→ Trecho escolhido:
O bloco K tem se mostrado extremamente complexo, mesmo sendo uma
obrigação antiga. “O que ocorre é que pouquíssimas empresas cumpriam essa
determinação, por não ser exigido o livro de registro de estoques. Agora, como
o SPED Fiscal cruza e checa todas as informações, não será mais possível essa
omissão”, afirma.
Até agora, segundo ele, ainda não havia penalidade específica para
o não envio das informações sobre estoques, exceto uma penalidade
genérica, que é de 6 UFESPs (R$ 21,25), por livro com falta de informações.
“Pode ser que ainda seja editada alguma norma específica”, diz Mota.
Pode parecer uma mudança simples, mas detalhar as informações de estoque
por meio do SPED tem tirado o sono das empresas, principalmente de pequenas e
médias. É que isso exige investimento em softwares para controle de processos
das empresas, além de treinamento e até contratação de funcionários.
Com cerca de 800 clientes no país, a Dataplace,especializada em software
de gestão empresarial, sente os efeitos dessa preocupação : nos últimos
oito meses, sua carteira de clientes aumentou 10%. “Os empresários estão
desesperados”, afirma Luis André Garavaso, diretor comercial da Dataplace.
Hoje, os inventários de estoques são declarados pelas empresas
anualmente. A empresa informa, por exemplo, que terminou o ano com R$ 1 milhão
de estoque. "Agora vai ter de detalhar o quanto tem de matéria-prima, sub
produtos, componentes. É uma grande mudança”, diz.
A Dataplace fornece sistema de gestão empresarial com pacotes de
projetos que podem custar de R$ 70 mil a R$ 500 mil. A instalação do software e
a implantação do sistema demoram mais ou menos uns três meses.
“A empresa tem de controlar compra, venda, contas a pagar e a receber,
recebimento de material, estoque de matéria prima, produto final. E para tudo
isso precisa de planejamento, controle de produção e pessoal treinado”, diz
Garavaso.
Atacadistas ouvidos pelo Diário do
Comércio disseram desconhecer a exigência do fisco para controle de
estoques por meio do SPED. Arinos de Almeida Barros, vice-presidente do
Sindicato do Comércio Atacadista de Tecidos, Vestuário e Armarinho do Estado de
São Paulo, que representa 3 mil atacadistas paulistas, e diretor do Comércio de
Tecidos Moraes Machado, diz que, hoje, meia dúzia de empresas do setor
têm algum controle de estoque.

→ Dados guardados:
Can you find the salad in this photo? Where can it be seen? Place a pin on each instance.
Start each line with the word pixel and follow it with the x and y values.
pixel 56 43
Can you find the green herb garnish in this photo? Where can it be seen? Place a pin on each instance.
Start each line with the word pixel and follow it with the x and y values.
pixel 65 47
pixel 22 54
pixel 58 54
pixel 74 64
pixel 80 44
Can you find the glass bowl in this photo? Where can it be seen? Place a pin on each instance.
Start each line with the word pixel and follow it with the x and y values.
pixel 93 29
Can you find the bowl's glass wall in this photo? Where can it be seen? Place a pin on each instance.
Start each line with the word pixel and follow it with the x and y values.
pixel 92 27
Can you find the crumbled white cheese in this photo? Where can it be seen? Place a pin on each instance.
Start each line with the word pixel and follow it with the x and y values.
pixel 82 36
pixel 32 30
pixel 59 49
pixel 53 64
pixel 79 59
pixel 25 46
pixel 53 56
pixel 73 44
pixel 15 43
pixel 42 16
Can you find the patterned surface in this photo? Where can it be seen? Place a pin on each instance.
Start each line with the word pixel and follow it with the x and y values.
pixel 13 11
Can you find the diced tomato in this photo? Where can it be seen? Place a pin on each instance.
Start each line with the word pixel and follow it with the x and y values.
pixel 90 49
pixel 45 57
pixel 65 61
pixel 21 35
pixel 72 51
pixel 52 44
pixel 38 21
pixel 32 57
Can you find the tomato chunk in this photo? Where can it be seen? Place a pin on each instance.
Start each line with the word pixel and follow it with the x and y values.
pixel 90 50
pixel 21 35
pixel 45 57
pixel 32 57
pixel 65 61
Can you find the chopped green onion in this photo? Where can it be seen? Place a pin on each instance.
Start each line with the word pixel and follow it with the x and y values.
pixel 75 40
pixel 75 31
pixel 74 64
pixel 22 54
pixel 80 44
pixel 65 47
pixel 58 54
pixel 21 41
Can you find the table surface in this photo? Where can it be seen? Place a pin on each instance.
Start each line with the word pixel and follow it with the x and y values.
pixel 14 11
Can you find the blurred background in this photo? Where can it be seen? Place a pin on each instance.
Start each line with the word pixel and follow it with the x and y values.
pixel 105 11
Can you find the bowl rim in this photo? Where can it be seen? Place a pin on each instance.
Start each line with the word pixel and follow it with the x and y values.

→ O que fazer:
Digite de novo, sem mudar nada, a parte do trecho sobre o bloco K que vai de "Atacadistas ouvidos pelo" até "controle de estoque.". Responda usando só o trecho.

→ Resposta:
Atacadistas ouvidos pelo Diário do
Comércio disseram desconhecer a exigência do fisco para controle de
estoques por meio do SPED. Arinos de Almeida Barros, vice-presidente do
Sindicato do Comércio Atacadista de Tecidos, Vestuário e Armarinho do Estado de
São Paulo, que representa 3 mil atacadistas paulistas, e diretor do Comércio de
Tecidos Moraes Machado, diz que, hoje, meia dúzia de empresas do setor
têm algum controle de estoque.